Pointing records:
- - - - -

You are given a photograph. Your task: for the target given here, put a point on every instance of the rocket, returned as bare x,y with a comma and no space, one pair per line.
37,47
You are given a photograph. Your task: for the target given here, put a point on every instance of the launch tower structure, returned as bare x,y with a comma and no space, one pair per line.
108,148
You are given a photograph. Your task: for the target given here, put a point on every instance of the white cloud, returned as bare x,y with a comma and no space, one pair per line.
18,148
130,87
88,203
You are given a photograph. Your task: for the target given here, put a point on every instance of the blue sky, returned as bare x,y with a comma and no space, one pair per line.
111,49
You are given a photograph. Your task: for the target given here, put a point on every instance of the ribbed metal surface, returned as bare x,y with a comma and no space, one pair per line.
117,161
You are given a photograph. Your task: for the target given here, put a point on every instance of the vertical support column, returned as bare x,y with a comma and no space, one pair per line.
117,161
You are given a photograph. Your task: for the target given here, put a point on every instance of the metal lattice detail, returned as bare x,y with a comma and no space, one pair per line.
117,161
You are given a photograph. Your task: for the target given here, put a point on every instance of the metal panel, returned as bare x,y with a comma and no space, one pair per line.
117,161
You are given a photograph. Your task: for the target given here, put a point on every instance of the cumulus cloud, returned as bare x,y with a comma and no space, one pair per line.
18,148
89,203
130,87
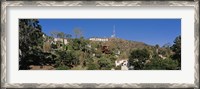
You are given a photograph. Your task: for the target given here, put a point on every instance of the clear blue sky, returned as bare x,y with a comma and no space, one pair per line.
149,31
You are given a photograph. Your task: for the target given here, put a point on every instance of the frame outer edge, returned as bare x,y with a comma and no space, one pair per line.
96,3
196,15
3,44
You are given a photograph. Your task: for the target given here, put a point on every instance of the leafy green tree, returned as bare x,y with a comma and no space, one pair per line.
138,58
66,58
176,48
105,63
30,39
161,64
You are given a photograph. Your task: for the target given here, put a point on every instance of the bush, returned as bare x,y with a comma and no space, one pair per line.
161,64
138,58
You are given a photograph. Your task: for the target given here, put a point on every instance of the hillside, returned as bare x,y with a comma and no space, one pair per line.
120,46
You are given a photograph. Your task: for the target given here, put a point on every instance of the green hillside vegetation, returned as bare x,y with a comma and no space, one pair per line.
38,49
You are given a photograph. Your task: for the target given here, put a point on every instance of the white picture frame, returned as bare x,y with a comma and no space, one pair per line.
89,4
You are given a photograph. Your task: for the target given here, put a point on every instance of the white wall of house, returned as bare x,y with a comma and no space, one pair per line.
60,39
99,39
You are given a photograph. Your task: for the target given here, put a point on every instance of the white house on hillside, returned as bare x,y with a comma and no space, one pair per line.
99,39
61,40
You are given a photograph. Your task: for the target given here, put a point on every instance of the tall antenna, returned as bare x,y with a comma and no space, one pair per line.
113,31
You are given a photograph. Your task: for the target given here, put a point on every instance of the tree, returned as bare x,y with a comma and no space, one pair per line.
176,48
67,59
138,58
105,63
30,39
160,64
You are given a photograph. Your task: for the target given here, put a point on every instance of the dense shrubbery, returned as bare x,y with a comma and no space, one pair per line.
80,53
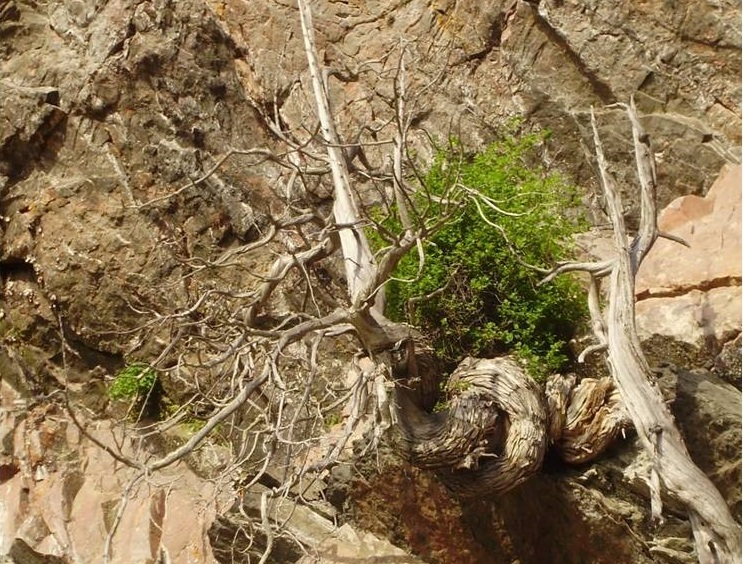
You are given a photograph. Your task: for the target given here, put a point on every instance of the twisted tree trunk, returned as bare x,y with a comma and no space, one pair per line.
496,428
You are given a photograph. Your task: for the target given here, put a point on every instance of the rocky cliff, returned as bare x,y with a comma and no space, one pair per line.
109,113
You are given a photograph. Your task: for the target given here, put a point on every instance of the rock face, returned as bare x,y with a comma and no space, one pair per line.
61,495
110,110
691,296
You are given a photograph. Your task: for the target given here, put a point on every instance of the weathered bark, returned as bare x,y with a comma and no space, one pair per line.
584,419
358,259
493,433
716,534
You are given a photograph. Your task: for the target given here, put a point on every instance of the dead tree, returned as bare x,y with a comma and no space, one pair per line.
255,369
717,535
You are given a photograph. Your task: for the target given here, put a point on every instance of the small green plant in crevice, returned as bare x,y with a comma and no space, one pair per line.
476,293
134,382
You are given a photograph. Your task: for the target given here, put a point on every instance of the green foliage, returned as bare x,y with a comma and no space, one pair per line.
491,303
133,382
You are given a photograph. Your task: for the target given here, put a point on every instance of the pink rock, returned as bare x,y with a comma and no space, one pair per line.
712,228
692,295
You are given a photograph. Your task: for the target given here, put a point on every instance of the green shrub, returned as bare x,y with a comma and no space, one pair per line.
133,382
491,303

- - - - -

What you will do: Your output consists solely of the lines from the one with "green foliage, returned" through the last line, copied exactly.

Final result:
You are given a photograph. Your task: for the target given here, put a point on every instance of the green foliage, returned as bare x,y with a comma and no space, one pair per line.
491,303
133,382
You are given a photograph. Your task: for the target given here, put a point on every instance of the pink rock, returned as bare x,y with a comma and no space, one pair per line.
712,228
692,295
You are given a photograph. Your task: for the target given here, put a point on every instance of the green shrub, returned as bare x,y with a comma and no space, one pair per line.
133,382
491,303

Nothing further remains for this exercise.